##### Provided information #####

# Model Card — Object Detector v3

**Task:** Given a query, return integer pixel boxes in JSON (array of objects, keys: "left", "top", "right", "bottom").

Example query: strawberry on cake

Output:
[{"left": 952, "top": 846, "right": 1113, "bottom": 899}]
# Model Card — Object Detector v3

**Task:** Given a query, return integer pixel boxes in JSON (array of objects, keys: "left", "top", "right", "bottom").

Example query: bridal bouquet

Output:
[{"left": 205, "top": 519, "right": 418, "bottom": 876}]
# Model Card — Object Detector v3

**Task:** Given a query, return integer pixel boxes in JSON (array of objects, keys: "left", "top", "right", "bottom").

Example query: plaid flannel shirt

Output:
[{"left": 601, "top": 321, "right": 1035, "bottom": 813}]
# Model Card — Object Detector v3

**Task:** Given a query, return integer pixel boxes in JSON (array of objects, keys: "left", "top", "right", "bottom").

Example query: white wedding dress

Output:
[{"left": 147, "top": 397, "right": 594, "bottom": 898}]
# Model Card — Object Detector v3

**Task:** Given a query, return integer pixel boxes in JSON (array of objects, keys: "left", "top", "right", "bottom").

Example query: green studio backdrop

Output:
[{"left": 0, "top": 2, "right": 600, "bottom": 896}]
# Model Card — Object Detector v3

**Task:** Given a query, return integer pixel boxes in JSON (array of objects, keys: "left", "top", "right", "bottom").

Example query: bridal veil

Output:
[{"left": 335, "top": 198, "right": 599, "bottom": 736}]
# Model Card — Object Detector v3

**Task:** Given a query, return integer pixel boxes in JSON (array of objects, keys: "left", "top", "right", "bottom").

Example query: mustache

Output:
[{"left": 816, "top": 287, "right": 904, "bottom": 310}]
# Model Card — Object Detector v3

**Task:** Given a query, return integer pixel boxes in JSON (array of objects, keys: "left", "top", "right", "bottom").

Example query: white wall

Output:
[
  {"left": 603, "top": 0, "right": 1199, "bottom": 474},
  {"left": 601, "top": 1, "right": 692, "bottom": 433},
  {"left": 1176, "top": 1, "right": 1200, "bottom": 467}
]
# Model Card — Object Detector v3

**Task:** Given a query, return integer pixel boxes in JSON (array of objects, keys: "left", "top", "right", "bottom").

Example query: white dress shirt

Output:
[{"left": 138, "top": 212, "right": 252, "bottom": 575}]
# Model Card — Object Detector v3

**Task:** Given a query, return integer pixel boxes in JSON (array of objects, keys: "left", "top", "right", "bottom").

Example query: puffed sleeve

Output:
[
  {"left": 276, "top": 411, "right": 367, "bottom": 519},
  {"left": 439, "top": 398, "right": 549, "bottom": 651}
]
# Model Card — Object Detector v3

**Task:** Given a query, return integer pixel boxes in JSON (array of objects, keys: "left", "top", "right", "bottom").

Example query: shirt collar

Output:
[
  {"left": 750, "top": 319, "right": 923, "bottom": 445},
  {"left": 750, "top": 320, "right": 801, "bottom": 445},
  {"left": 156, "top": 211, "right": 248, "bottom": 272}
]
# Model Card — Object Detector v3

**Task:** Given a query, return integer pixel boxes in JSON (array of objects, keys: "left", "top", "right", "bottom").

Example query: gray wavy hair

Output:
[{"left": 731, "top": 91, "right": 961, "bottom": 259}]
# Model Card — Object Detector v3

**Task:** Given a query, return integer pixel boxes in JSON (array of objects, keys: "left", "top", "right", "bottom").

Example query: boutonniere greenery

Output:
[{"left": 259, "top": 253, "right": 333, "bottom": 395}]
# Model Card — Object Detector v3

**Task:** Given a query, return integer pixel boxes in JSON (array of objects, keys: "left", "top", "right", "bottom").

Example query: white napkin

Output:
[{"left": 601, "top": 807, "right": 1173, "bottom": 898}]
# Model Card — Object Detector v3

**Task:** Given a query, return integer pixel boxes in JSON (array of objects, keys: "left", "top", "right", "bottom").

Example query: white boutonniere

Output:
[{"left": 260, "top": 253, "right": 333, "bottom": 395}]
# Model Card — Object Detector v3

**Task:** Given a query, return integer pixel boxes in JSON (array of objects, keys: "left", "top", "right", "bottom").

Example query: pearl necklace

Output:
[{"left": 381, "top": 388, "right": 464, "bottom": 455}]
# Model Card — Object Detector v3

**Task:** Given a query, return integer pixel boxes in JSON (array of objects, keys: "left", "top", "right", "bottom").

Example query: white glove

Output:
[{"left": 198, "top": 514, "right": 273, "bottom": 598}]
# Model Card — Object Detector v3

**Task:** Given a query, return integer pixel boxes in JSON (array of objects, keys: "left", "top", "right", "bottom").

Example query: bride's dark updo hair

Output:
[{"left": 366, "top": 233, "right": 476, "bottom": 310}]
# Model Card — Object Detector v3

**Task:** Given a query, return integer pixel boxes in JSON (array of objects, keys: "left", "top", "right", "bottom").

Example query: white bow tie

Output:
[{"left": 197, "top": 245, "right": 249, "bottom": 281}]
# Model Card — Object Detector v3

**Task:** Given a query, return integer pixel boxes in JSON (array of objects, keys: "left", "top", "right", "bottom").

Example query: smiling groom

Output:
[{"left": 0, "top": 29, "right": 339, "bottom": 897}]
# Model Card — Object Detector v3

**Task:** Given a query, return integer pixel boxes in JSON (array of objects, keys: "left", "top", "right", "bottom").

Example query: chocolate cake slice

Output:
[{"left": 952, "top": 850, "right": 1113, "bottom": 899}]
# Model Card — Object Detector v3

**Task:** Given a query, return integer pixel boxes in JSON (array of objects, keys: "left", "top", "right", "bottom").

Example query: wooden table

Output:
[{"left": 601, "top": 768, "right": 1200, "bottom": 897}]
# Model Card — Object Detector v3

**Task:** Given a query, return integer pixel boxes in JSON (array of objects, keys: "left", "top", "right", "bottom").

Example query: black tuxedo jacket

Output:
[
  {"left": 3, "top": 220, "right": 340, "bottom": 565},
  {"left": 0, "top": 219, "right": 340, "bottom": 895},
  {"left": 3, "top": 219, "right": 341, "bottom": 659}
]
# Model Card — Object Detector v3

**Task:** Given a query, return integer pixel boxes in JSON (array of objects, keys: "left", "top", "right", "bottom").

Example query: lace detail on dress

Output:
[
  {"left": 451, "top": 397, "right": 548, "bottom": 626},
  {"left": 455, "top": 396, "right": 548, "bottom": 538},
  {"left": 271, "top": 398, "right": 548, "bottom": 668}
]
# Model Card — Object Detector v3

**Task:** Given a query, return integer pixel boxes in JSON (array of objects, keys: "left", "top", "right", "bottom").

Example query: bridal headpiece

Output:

#####
##### Provided information #####

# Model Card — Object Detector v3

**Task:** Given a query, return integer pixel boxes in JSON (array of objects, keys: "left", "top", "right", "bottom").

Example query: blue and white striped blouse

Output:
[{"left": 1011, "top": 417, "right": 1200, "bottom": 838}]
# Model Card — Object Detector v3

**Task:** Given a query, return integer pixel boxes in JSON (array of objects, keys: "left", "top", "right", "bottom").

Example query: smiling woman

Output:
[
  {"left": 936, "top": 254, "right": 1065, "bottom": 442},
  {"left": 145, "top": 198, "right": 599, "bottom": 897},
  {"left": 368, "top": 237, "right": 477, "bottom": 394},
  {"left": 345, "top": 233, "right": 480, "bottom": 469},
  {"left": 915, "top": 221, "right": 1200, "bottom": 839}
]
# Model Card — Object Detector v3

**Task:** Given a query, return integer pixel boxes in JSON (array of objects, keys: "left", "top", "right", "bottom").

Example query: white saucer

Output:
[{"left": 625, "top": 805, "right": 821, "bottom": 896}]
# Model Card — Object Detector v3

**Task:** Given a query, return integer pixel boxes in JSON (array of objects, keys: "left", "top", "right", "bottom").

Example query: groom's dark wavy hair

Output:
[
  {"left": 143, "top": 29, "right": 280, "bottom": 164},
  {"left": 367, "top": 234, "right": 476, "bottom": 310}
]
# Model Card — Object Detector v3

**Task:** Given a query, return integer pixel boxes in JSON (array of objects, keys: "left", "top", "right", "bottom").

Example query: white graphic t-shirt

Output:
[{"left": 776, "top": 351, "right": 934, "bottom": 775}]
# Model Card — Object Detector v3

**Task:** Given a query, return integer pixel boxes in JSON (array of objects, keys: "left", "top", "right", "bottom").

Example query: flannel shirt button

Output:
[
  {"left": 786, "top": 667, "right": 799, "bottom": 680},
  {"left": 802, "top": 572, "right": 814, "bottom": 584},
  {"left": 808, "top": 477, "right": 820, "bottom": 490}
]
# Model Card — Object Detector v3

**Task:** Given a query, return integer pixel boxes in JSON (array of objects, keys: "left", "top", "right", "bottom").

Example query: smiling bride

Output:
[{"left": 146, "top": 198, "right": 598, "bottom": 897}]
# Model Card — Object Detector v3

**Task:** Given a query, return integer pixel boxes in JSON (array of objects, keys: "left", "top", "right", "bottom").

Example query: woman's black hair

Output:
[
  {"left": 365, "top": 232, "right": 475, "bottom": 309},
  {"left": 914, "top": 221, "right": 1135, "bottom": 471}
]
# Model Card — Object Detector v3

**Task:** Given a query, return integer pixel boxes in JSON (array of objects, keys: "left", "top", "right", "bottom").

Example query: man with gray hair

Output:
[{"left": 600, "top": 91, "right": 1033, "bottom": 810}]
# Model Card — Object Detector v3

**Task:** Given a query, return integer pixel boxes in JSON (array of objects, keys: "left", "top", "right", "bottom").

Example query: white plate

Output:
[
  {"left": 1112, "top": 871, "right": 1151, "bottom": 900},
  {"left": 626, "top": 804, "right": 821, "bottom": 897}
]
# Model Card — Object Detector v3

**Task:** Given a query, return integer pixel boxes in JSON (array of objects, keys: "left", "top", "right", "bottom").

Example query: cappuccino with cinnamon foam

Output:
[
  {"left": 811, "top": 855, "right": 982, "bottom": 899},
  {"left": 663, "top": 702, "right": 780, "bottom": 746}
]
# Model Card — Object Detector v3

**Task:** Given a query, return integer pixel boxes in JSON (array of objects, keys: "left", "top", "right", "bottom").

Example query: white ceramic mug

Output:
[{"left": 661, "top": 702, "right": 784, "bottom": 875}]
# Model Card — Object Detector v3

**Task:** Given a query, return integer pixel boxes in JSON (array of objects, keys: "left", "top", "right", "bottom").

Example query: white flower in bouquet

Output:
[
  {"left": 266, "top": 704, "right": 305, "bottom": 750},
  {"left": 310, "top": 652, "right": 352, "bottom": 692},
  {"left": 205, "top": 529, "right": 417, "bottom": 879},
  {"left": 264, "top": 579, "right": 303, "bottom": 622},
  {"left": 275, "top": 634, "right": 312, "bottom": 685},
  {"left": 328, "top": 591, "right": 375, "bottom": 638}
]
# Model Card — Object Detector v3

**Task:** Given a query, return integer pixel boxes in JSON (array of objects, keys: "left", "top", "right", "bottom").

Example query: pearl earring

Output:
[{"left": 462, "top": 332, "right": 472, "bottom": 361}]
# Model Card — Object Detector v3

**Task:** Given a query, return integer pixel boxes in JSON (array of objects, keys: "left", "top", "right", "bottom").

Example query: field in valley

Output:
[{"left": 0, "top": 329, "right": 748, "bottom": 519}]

#####

=== Your task ===
For each line in the data that holds the word "smiling", copy the line.

=== Solution below ===
Example query: smiling groom
Example query: smiling woman
Example query: smiling bride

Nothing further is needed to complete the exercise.